• [Task objective]
Reproduce each line of the material precisely.

• [Records shown]
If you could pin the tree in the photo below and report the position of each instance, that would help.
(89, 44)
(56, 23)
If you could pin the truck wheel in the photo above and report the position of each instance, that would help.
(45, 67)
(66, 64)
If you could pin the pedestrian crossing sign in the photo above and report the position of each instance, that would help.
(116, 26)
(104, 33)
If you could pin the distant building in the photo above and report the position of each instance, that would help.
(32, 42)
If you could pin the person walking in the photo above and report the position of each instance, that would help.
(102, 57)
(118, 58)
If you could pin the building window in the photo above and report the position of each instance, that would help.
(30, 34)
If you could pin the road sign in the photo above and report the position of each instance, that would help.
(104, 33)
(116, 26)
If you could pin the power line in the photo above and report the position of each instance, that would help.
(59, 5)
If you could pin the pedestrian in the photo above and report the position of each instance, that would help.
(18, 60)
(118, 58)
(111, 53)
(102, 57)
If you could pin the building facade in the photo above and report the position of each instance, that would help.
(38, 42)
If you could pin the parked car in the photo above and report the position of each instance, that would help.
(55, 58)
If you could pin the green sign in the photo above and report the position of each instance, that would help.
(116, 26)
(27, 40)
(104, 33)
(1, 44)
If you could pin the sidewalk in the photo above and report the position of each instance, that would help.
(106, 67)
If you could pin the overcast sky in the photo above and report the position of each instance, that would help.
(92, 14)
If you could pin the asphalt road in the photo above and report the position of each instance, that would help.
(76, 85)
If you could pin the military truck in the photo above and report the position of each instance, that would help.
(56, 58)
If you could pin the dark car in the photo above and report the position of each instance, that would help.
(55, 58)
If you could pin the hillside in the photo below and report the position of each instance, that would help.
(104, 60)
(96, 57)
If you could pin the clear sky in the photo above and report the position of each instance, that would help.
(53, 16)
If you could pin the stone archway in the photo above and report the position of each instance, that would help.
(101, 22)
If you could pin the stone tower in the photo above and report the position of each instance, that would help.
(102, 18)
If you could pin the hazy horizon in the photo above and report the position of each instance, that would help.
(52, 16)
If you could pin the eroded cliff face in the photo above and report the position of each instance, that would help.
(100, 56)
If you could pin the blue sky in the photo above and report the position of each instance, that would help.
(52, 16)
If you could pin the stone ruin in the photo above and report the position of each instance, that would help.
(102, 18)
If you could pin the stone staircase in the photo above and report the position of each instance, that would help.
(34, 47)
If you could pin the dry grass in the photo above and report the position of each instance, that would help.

• [Output]
If you could pin the tree in the photo below and report the position of each instance, that would help.
(89, 44)
(56, 23)
If you could pin the truck wheel in the photo above and report the position of each instance, that would help.
(45, 67)
(66, 64)
If you could pin the pedestrian crossing sign in the photo above and report the position of each instance, that would help.
(116, 26)
(104, 33)
If you could pin the distant building in the photo above and report the position of each instance, that would help.
(32, 42)
If you could pin the person walking in the photo above and report the position of each instance, that would help.
(102, 57)
(118, 58)
If you could pin the building window in the photo above and report the position of each instance, that would help.
(30, 34)
If you could pin the road sign in the photo above and report the position of each instance, that would help.
(104, 33)
(116, 26)
If you could pin the power line in the photo above and report the position of each instance, that would help.
(59, 5)
If you could pin the pedestrian in the photo above and report the position of each instance, that would help.
(18, 60)
(118, 58)
(111, 53)
(102, 57)
If you could pin the building facade in the photo above and report the position of each instance, that would help.
(38, 42)
If you could pin the parked car in the photo above and report the position of each instance, that would help.
(55, 58)
If you could pin the green sign in the photo above and report the position of each instance, that would help.
(116, 26)
(27, 40)
(104, 33)
(1, 44)
If you could pin the sidewalk in the photo above and report the position of each instance, that would help.
(106, 67)
If you could pin the overcast sky in the photo above and report the position of each instance, that would help.
(92, 14)
If you could pin the asphalt road in the photo above and report the position of each instance, that would help.
(76, 85)
If you could pin the military truck in the photo above and report the position of each instance, that would help.
(56, 58)
If you could pin the dark car in the photo above and report the position of each instance, that would help.
(55, 58)
If you could pin the hillside in the photo below and report the position of each instance, that would help.
(104, 60)
(96, 57)
If you could pin the clear sky in the photo above and report the position of each instance, that would help.
(53, 16)
If you could pin the stone archway in the photo above and report the position of each instance, that would help.
(101, 22)
If you could pin the stone tower in the photo above and report the position of each instance, that would help.
(102, 18)
If you could pin the hazy horizon in the photo above and report the position of each instance, that would help.
(52, 16)
If you could pin the eroded cliff face in the photo above and report the position of each instance, that would help.
(100, 56)
If you could pin the blue sky in the photo above and report the position of each instance, that would help.
(52, 16)
If you could pin the stone ruin in the photo above and report the position of each instance, that would help.
(102, 18)
If you could pin the stone staircase in the photo above and report the position of each instance, that would help.
(34, 47)
If you could pin the dry grass in the photo above and report the position of each instance, that would help.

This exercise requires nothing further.